Copy the lines from the one containing "If you could point at the bridle" through the end of the items, replacing "bridle" with "halter" and leaving everything else unchanged.

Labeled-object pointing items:
▽

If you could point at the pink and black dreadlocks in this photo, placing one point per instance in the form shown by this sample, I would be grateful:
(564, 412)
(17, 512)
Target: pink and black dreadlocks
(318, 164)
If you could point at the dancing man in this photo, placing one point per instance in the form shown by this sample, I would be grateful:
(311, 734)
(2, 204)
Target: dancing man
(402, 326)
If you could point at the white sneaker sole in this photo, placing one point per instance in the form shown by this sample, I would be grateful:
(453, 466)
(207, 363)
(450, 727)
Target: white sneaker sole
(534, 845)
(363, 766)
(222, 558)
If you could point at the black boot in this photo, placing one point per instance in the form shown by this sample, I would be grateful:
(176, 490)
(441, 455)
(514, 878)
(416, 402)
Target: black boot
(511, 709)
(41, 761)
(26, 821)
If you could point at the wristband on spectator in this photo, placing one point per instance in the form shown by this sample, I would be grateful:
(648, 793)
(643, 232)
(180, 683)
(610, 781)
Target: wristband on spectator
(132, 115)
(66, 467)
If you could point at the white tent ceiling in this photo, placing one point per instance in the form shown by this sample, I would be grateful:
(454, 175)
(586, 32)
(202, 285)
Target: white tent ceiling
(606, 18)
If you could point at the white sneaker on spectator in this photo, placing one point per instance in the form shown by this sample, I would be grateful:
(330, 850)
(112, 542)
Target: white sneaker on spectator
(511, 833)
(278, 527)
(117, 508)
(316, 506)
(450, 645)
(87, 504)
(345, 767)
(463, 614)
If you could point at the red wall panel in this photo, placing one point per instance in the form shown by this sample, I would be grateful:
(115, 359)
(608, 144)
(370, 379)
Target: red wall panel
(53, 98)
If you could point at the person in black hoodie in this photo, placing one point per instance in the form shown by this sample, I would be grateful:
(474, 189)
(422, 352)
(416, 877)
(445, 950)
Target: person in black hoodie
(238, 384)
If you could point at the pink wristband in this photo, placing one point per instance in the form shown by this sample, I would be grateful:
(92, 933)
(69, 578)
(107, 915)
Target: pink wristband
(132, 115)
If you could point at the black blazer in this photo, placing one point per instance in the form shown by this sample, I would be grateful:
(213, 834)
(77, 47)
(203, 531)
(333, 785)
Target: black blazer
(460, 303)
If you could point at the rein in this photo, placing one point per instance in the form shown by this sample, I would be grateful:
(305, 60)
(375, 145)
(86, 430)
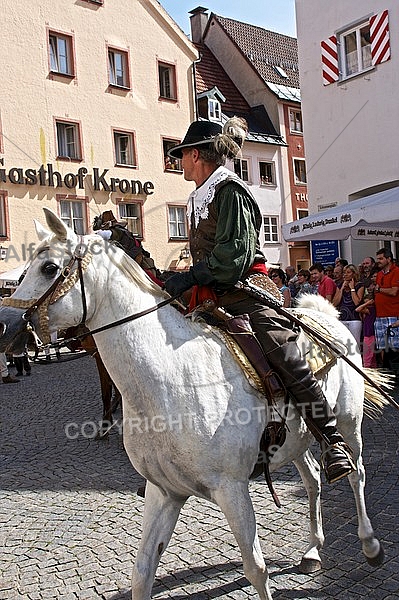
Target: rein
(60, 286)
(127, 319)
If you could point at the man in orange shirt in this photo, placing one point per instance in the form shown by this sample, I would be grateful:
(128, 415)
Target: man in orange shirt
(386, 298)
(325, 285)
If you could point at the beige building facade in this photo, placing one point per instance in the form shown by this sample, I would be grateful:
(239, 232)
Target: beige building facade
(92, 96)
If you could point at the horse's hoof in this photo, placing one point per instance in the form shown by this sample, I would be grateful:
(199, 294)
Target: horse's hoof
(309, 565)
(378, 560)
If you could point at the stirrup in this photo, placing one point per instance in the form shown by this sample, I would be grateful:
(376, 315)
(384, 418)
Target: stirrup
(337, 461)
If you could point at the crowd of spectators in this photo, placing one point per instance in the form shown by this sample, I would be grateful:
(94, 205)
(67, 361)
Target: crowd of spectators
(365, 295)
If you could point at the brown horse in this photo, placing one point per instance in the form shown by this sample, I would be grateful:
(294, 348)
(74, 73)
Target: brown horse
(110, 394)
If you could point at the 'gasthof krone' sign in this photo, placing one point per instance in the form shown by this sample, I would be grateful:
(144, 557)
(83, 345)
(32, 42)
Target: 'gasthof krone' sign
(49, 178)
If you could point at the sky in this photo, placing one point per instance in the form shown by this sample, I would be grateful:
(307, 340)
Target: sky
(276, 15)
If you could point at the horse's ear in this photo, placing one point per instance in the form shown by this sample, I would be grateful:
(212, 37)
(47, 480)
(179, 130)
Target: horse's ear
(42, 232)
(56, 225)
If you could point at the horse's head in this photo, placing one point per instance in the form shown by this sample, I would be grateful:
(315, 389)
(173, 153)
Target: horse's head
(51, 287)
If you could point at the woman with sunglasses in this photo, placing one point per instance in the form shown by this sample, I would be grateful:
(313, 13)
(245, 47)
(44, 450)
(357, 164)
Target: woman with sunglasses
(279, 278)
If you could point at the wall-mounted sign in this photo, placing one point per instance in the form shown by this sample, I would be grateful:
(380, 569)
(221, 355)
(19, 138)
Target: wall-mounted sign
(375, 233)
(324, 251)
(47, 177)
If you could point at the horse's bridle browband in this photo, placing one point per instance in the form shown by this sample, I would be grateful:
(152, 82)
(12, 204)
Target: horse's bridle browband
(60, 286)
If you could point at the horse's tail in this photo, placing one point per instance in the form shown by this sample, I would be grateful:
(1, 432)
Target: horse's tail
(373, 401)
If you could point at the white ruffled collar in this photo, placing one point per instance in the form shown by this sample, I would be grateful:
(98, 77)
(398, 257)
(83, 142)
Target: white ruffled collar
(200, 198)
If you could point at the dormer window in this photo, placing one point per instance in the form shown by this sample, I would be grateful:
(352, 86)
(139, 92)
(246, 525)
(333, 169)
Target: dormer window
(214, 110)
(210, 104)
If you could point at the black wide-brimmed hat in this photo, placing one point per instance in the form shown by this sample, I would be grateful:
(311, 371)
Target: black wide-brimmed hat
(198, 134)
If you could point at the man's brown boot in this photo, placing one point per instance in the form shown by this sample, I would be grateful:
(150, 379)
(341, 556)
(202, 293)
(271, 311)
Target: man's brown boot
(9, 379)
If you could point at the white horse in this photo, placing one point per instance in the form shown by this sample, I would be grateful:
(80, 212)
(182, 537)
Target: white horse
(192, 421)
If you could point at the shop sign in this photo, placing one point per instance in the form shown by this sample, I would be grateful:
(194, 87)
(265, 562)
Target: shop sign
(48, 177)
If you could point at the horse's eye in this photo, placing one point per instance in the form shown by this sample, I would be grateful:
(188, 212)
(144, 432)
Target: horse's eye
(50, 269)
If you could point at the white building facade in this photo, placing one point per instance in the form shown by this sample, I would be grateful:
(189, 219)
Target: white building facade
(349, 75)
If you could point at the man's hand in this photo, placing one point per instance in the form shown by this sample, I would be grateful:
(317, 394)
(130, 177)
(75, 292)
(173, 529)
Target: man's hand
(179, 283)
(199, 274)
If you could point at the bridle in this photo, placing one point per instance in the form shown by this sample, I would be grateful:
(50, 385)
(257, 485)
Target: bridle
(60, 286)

△

RESULT FOR THIS TASK:
If you could point at the halter in this photo, placing one point per instance in the form shown by this sample, I would be grateful:
(50, 385)
(257, 485)
Target: halter
(60, 286)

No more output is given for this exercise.